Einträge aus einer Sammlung
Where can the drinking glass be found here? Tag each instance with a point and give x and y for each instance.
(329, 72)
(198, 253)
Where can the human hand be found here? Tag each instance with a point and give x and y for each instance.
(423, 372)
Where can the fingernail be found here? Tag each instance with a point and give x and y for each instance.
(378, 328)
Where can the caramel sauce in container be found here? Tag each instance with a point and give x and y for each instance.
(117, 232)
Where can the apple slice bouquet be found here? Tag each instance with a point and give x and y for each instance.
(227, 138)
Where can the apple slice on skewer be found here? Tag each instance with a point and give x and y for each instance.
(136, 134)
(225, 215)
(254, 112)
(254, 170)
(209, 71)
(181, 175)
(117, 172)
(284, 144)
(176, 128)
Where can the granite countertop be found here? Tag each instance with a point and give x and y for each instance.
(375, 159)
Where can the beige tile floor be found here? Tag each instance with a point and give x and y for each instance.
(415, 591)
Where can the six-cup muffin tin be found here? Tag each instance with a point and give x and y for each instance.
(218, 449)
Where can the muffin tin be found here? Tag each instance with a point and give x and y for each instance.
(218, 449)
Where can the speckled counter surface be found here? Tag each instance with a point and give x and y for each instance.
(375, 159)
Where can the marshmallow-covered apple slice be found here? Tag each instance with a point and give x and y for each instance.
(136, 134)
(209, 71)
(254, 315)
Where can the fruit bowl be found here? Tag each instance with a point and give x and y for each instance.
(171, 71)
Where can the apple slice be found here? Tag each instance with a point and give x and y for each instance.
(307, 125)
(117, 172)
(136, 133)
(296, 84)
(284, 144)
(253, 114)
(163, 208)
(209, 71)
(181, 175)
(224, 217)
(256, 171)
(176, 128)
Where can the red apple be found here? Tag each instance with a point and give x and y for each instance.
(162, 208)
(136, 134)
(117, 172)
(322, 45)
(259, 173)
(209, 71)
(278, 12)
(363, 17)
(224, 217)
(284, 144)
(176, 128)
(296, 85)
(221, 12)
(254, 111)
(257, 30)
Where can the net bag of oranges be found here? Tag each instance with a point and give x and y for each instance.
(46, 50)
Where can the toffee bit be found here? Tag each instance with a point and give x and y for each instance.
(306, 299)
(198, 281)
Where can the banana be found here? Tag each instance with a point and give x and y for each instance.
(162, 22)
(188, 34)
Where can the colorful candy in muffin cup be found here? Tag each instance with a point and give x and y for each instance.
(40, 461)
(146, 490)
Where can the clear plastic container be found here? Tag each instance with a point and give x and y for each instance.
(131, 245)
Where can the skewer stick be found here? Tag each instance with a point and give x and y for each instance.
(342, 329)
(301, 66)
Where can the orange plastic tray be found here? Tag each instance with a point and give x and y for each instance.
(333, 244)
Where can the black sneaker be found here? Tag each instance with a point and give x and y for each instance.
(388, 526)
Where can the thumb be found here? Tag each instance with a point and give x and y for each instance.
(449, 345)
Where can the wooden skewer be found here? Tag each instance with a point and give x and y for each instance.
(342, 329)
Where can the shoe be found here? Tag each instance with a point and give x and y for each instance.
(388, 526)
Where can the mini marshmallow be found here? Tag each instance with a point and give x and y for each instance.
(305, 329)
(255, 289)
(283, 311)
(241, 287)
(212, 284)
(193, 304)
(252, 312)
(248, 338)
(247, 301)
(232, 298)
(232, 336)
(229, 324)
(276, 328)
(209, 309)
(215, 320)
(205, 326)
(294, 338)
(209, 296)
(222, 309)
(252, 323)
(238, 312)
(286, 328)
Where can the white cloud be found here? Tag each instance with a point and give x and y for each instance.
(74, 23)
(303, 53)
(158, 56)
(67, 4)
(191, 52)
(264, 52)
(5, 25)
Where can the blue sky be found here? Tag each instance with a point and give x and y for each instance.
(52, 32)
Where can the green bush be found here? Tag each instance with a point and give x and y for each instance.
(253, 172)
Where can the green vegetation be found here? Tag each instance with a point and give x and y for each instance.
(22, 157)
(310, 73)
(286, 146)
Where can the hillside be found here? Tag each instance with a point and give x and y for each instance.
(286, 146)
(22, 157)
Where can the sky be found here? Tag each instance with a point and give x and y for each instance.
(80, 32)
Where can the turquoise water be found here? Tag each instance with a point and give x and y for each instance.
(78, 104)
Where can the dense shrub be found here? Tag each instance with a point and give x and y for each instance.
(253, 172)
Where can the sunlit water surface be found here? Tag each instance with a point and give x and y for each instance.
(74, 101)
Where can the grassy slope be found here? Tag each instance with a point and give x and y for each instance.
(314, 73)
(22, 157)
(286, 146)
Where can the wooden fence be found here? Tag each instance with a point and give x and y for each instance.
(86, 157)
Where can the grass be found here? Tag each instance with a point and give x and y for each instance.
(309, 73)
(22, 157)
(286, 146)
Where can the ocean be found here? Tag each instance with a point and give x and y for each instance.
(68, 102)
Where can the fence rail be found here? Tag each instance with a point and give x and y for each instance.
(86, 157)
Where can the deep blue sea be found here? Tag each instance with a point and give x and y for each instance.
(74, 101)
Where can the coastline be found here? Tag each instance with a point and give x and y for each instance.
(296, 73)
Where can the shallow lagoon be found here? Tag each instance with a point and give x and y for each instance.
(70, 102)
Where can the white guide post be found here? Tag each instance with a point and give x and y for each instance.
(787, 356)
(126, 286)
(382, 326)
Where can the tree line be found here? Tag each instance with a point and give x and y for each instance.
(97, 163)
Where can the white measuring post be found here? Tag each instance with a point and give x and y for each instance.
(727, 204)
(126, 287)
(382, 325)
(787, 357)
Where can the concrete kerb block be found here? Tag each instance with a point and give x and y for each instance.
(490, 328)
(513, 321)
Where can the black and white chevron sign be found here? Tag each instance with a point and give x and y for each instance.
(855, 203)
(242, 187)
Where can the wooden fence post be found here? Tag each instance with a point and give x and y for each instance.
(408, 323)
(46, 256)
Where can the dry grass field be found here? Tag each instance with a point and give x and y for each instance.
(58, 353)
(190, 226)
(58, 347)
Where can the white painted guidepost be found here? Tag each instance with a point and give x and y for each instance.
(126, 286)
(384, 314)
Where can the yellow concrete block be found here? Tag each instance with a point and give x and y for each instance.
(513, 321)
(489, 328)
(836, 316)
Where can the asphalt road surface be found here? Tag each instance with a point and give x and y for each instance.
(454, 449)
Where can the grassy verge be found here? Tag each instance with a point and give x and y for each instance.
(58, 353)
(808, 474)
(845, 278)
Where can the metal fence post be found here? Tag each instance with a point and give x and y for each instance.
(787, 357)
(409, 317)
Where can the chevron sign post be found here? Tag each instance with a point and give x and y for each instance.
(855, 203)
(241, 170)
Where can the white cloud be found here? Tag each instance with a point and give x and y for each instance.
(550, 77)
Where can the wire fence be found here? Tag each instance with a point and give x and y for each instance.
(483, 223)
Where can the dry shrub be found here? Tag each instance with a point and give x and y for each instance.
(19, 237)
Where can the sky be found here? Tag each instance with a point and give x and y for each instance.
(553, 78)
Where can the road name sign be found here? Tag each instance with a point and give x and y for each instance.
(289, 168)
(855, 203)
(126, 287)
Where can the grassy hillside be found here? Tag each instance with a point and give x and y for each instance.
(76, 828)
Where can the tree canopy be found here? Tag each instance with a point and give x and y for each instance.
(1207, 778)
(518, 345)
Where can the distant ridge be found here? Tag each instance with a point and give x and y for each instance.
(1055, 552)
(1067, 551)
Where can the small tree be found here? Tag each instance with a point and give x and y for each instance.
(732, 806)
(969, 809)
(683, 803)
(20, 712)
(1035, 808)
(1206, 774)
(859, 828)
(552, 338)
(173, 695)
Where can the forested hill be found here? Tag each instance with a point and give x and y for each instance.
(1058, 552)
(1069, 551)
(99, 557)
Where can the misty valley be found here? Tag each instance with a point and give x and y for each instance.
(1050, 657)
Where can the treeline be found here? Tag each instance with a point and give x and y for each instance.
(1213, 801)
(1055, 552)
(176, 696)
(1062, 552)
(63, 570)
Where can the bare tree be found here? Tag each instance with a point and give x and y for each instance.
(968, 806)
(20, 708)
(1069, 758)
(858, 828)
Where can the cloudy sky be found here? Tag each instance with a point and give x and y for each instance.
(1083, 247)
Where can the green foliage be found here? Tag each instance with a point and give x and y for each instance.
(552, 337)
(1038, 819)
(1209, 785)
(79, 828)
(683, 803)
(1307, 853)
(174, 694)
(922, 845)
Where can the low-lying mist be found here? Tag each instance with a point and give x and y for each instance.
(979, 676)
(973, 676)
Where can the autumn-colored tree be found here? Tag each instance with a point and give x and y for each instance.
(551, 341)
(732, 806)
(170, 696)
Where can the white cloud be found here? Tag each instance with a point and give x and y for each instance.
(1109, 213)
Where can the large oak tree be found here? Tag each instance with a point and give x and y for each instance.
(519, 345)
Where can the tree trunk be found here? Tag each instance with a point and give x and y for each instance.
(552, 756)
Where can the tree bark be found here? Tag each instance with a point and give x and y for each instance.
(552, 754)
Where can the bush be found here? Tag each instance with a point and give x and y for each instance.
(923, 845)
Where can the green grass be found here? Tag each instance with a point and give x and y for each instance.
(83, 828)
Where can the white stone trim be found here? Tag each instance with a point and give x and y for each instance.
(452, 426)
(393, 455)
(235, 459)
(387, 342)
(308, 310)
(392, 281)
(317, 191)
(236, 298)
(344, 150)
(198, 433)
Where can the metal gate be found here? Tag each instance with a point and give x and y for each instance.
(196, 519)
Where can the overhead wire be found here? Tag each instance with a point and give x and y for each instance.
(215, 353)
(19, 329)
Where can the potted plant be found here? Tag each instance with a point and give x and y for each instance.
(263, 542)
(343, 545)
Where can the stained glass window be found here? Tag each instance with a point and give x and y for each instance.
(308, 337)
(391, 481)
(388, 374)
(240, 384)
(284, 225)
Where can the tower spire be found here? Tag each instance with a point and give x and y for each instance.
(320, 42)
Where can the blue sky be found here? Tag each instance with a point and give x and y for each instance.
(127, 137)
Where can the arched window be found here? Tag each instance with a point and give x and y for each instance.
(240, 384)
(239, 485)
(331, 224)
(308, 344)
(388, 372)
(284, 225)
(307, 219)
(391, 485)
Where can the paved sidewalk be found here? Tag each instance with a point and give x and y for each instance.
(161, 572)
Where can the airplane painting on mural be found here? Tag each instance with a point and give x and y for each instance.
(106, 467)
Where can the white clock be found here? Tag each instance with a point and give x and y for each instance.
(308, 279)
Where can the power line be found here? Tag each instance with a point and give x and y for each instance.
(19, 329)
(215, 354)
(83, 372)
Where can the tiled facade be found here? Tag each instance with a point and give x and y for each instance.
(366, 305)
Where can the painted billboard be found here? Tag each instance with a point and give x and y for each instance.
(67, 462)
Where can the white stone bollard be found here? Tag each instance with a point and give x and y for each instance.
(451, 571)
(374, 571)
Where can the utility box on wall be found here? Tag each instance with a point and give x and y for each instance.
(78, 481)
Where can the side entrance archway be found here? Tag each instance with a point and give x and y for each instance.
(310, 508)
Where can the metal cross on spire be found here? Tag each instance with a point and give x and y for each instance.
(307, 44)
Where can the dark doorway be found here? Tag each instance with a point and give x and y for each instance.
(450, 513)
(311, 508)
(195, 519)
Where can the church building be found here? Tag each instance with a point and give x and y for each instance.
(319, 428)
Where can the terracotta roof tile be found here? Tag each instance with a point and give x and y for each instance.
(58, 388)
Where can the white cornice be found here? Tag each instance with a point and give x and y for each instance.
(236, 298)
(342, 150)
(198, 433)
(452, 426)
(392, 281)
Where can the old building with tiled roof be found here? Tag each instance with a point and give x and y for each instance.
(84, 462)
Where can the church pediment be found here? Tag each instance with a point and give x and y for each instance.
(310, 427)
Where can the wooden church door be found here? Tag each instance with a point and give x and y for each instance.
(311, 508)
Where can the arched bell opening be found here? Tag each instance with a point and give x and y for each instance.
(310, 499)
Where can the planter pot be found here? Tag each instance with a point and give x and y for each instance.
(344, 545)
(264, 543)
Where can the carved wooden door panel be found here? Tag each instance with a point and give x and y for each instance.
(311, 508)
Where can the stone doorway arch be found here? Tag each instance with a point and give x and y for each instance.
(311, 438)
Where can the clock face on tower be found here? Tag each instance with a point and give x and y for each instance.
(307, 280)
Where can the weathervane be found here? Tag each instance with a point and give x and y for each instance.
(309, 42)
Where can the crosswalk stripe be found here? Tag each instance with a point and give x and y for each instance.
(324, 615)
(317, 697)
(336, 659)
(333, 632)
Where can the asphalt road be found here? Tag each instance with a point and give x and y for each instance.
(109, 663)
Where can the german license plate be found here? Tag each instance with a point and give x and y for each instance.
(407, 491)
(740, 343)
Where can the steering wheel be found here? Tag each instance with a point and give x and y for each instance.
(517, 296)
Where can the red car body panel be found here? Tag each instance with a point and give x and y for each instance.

**DEINE ANWEISUNGEN**
Gib alle Zeilen von der Zeile mit „Where can the wooden church“ bis zum Ende der Daten vollständig wieder, beide Enden eingeschlossen. Multipliziere dabei jede Koordinate in den Antworten mit 2,45 und runde auf ganze Zahlen, halbe Werte aufgerundet.

**RICHTIGES ERGEBNIS**
Where can the wooden church door be found here? Tag each instance with a point and give x and y for each instance.
(762, 1245)
Where can the arched bell opening be found here? Tag each instance with a point and give x and y for each instance.
(760, 1223)
Where can the planter pot be found here? Tag each instance with a point and give x and y for each instance.
(843, 1335)
(647, 1330)
Where can the carved wooden door panel be found here? Tag each instance with a point and give x and y for each instance.
(762, 1245)
Where can the stone doorway arch be found here? Tag each instance with a point and give x and y for each instance.
(762, 1073)
Where can the clock face on tower be found here? Tag each instance with a point and give x and y for each instance.
(752, 686)
Where can the weathervane be found here? Tag each instance with a point and give x and y for each instance.
(757, 103)
Where can the crosswalk stripe be found here? Tag each instance with a point and give x and y for each instance.
(794, 1507)
(777, 1708)
(823, 1615)
(816, 1548)
Where can the asphalt road be found here? Tag each instance with a point and give x and y for each instance.
(267, 1624)
Where can the german license plate be found here? Tag each instance with a point and give x and y for each instance.
(997, 1203)
(1813, 840)
Where can the steering wheel be found here? Tag each instance with a point and give x and y for each instance.
(1267, 725)
Where can the red car body panel be found here? Tag each instance with a point and give x and y for each instance.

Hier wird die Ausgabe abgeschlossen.